# [Saved data entries]
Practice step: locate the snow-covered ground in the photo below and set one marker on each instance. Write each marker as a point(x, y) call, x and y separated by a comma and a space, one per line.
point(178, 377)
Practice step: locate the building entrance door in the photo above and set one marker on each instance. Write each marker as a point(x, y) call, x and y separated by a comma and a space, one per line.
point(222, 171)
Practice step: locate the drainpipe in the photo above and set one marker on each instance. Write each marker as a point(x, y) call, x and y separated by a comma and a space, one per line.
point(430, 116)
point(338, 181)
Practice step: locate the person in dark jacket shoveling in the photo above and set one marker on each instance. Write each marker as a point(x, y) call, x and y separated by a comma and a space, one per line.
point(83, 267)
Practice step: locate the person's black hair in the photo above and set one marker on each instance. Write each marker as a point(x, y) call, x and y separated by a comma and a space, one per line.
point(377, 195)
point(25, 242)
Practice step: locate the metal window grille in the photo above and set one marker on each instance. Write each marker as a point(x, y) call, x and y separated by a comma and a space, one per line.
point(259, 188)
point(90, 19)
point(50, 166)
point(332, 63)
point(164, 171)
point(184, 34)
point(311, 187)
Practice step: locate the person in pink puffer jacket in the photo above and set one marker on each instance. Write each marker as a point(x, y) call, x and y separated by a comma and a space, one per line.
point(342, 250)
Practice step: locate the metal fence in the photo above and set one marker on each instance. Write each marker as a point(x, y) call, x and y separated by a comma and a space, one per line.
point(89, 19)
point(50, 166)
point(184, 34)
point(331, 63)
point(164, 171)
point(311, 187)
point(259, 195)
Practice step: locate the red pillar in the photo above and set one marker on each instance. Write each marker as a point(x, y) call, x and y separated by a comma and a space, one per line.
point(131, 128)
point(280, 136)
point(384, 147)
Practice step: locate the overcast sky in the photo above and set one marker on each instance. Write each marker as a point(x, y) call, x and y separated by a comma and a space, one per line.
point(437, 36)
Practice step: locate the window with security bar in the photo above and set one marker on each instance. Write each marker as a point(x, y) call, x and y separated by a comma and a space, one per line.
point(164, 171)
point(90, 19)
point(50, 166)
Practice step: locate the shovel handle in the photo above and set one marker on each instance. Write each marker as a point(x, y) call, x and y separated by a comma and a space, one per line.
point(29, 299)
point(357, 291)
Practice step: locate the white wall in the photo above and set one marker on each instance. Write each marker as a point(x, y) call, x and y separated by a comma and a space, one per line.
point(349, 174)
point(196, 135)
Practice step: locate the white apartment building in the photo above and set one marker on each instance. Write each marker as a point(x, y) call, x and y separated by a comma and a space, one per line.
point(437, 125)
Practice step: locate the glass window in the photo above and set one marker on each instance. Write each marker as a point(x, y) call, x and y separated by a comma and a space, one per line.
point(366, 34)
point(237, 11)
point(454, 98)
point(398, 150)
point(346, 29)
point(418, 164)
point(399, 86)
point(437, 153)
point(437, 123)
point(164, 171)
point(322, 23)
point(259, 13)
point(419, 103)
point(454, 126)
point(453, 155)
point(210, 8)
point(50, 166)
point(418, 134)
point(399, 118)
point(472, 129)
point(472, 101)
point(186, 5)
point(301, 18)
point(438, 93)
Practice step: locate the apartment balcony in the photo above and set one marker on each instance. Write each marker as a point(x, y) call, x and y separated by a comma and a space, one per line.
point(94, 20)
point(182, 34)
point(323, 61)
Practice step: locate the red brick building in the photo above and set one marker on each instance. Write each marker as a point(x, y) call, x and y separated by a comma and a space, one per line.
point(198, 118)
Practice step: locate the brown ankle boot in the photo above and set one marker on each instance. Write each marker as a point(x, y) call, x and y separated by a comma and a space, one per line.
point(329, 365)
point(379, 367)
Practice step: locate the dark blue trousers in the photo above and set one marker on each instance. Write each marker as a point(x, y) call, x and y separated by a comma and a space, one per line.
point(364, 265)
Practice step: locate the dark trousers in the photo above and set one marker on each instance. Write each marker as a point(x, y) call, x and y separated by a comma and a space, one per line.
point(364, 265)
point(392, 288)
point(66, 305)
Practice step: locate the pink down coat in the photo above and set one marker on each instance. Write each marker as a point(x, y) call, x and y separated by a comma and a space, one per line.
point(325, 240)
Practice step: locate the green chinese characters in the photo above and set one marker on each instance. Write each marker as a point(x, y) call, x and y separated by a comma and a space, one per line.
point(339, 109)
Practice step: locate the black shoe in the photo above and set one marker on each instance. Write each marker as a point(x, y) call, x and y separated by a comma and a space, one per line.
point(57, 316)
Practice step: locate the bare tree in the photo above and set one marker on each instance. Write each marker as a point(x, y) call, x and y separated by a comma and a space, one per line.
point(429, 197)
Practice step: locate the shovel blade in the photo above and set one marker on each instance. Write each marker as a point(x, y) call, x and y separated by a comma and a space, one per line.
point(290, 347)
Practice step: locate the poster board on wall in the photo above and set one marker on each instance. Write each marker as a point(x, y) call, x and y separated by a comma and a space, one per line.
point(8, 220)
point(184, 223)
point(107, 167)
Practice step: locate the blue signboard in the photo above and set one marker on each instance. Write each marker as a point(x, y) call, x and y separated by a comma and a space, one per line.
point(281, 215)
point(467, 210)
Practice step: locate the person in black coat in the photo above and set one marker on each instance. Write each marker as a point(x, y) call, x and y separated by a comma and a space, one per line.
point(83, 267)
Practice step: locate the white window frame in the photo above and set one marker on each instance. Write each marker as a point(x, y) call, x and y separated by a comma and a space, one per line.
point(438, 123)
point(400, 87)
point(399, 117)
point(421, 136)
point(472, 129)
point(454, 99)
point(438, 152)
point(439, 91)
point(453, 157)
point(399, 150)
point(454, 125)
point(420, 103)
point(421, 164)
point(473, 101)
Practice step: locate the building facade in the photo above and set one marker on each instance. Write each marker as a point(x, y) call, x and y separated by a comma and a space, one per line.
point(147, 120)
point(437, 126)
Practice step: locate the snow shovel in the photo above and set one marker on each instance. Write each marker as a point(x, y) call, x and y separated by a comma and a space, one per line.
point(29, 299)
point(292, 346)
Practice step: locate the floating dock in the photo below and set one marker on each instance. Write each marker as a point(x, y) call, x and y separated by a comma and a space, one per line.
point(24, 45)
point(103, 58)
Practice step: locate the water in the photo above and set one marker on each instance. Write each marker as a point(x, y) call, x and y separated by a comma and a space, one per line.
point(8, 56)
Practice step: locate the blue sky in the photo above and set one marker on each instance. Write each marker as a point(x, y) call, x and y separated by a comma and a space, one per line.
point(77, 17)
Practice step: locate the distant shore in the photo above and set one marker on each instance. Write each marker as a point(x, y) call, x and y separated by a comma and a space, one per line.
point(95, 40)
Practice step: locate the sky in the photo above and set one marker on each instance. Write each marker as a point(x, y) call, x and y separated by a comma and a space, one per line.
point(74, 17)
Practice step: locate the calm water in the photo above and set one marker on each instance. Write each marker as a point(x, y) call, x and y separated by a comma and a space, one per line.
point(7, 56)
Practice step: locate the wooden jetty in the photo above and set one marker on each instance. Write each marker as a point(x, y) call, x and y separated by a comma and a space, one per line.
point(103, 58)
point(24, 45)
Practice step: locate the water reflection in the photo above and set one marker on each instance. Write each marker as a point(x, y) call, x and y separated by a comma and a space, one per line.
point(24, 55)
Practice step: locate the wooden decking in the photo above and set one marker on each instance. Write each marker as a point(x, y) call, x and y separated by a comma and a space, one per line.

# [Activity]
Your reply must contain each entry, reproduced exactly.

# [Solution to this exercise]
Practice step: locate the snow-covered ground in the photo below and set one marker on each instance. Write each marker as a point(x, y) call, x and y separated by a comma and a space, one per line.
point(178, 377)
Practice step: locate the building entrance door in the photo above and set one marker on each instance. Write each marker as a point(x, y) call, x and y separated by a comma and a space, one per line.
point(222, 171)
Practice step: locate the drainpipe in the photo above and set one marker on each instance. Write each marker as a point(x, y) call, x and y separated by a comma and a space, one per line.
point(430, 116)
point(338, 181)
Practice step: locate the person in dark jacket shoveling in the photo above and set one marker on each instance. Write each marker as a point(x, y) call, x and y separated by a comma and a space, one per line.
point(83, 267)
Practice step: locate the person's black hair in the photo above and set one marker on each instance. Write each marker as a point(x, y) call, x and y separated by a comma and a space, one per line.
point(377, 195)
point(25, 242)
Practice step: locate the metal window grille in the photo above and set one marker on each instance. Write each marker as a point(x, y) call, x and y separated by a comma and a space, one per line.
point(259, 188)
point(90, 19)
point(50, 166)
point(332, 63)
point(164, 171)
point(184, 34)
point(311, 187)
Practice step: locate the person in pink puffer jacket in the photo above and set one marker on each instance. Write each marker as a point(x, y) call, x and y separated by a comma and a space, one per line.
point(342, 250)
Practice step: locate the metal fence in the photo above and set one marker on each instance. Write each marker as a point(x, y) call, x and y separated by a comma and a space, one per line.
point(89, 19)
point(50, 166)
point(184, 34)
point(331, 63)
point(164, 171)
point(311, 187)
point(259, 195)
Practice step: locate the red pillar in the photo above and set one marker on each instance. Write each marker as a point(x, y) call, x and y separated by a comma and a space, one per line.
point(131, 128)
point(280, 136)
point(384, 147)
Practice step: locate the overcast sky in the photo above and set one marker on each instance. Write each marker as a point(x, y) call, x and y separated by a comma and a space, one per line.
point(437, 36)
Practice step: locate the window with security bar in the photo above and set one marker on each instance. Write each marker as a point(x, y) call, x and y separated by a comma and a space, one per line.
point(164, 171)
point(90, 19)
point(50, 166)
Practice step: locate the shovel handle in the photo above and set one marker on each instance. Write each marker as a point(x, y) call, x and y separated by a comma and a space, one per line.
point(29, 299)
point(357, 291)
Practice step: locate the white wall in the photo above and set one marker on each instance. Write each marker as a point(x, y) call, x and y separated by a comma and a space, one per line.
point(349, 174)
point(196, 135)
Practice step: locate the white apartment building in the photo above and set one marker on each instance. Write each marker as a point(x, y) call, x and y separated by a comma and a space, one per line.
point(437, 125)
Practice step: locate the glass window in the photo above and set one marker on each instance. Write each marker as a point(x, y) call, x and y separated by a comma and a space, one per line.
point(366, 34)
point(237, 11)
point(454, 98)
point(398, 150)
point(346, 29)
point(418, 164)
point(399, 86)
point(437, 153)
point(437, 123)
point(164, 171)
point(322, 23)
point(259, 13)
point(419, 103)
point(454, 126)
point(453, 155)
point(210, 8)
point(50, 166)
point(418, 134)
point(399, 118)
point(472, 129)
point(472, 101)
point(186, 5)
point(301, 18)
point(438, 93)
Practice step: locate the apartment balcony in the photo above and set one marker on each instance. Write each marker as a point(x, y) call, x and y separated by a comma and a space, one per line.
point(94, 20)
point(182, 34)
point(323, 61)
Practice step: locate the red brick building in the photo above and set one marker on each instance. Write each marker as a point(x, y) call, x and y separated by a comma and a space, one per line.
point(198, 118)
Practice step: locate the brown ankle boot in the photo above and set one marker on each instance. Write each marker as a point(x, y) call, x and y separated by a comma and a space, one per line.
point(329, 365)
point(379, 367)
Practice step: locate the dark blue trousers in the photo above and set one marker on each instance. Write each marker as a point(x, y) call, x and y separated by a comma and a space, one per line.
point(364, 265)
Practice step: locate the dark trousers in the photo above and set one marker on each instance. Write each marker as a point(x, y) call, x and y separated by a comma and a space, one per line.
point(364, 265)
point(392, 288)
point(66, 305)
Practice step: locate the pink down coat in the photo above and set one marker on each instance. Write each marker as a point(x, y) call, x and y separated by a comma and a space, one per line.
point(325, 240)
Practice step: locate the green chinese characters in the photo above and set one marker on each instance. Write each marker as a point(x, y) call, x and y separated by a comma and a space, one per line.
point(339, 109)
Practice step: locate the black shoe in the photo above and set one marker on each instance. Write each marker as a point(x, y) call, x and y separated by a comma and a space, one per line.
point(57, 316)
Practice step: locate the bare tree in the photo above and set one marker on each instance. Write each marker as a point(x, y) call, x and y separated by a comma and a space, one per line.
point(429, 197)
Practice step: locate the shovel blade in the photo above and set one marker on each instance. Write each marker as a point(x, y) call, x and y separated by a comma and a space, one per line.
point(290, 347)
Practice step: locate the poster board on wall in the photo above and set one marker on each instance. Write each marker as a point(x, y) call, x and y separated by a comma and a space, one per line.
point(8, 220)
point(184, 223)
point(107, 167)
Practice step: locate the blue signboard in the photo above and set one marker on each instance. Write each marker as a point(x, y) call, x and y separated by a comma and a space, one per line.
point(281, 215)
point(467, 210)
Practice step: locate the person in black coat in the photo above and set one marker on each instance. Write each marker as a point(x, y) call, x and y separated by a comma and a space, one per line.
point(83, 267)
Practice step: locate the white window frame in the photo above and set one marker on each instance. Write each marker as a point(x, y) call, x and y separated by a comma and a space, one per line.
point(438, 123)
point(400, 87)
point(399, 117)
point(421, 136)
point(472, 129)
point(454, 99)
point(438, 152)
point(439, 91)
point(453, 157)
point(399, 150)
point(454, 125)
point(420, 103)
point(421, 164)
point(473, 101)
Practice step: locate the building facade in the photo above and set one marker on each instance. Write each marker as a point(x, y) call, x and y separated by a comma and a space, one per line.
point(147, 120)
point(437, 126)
Practice step: locate the snow shovel in the photo above and set one marker on each instance. Write each marker as a point(x, y) call, x and y separated by a comma and a space, one per line.
point(29, 299)
point(292, 346)
Practice step: locate the floating dock in the photo below and set one marker on each instance. Write each marker as a point(x, y) call, x and y separated by a comma and a space, one per line.
point(24, 45)
point(103, 58)
Practice step: locate the water in the photo above and set one marker on each instance. Write each marker as a point(x, y) call, x and y separated by a comma and a space, one per line.
point(8, 56)
Practice step: locate the blue sky in the photo above and set one marker on each instance. Write each marker as a point(x, y) call, x and y separated by a comma and a space, one per line.
point(77, 17)
Practice step: locate the distant shore in the photo above and set one marker on each instance. Write each marker as a point(x, y) call, x and y separated by a comma and a space, one per line.
point(95, 40)
Practice step: locate the sky in the photo above and set one marker on each instance. Write each marker as a point(x, y) call, x and y separated by a comma and a space, one per line.
point(74, 17)
Practice step: locate the calm water in the photo above and set one marker on each instance. Write each marker as a point(x, y) call, x and y separated by a comma and a space, one per line.
point(7, 56)
Practice step: locate the wooden jetty in the photo above and set one marker on each instance. Write each marker as a point(x, y) call, x and y separated by a comma and a space, one per line.
point(103, 58)
point(24, 45)
Practice step: locate the water reflection in the photo above and set one marker on each instance. Write each marker as a point(x, y) call, x and y separated by a comma and a space, one per line.
point(24, 55)
Practice step: locate the wooden decking in the photo above and set one marker on each instance. Write each marker as a point(x, y) call, x and y separated by a comma and a space, one per line.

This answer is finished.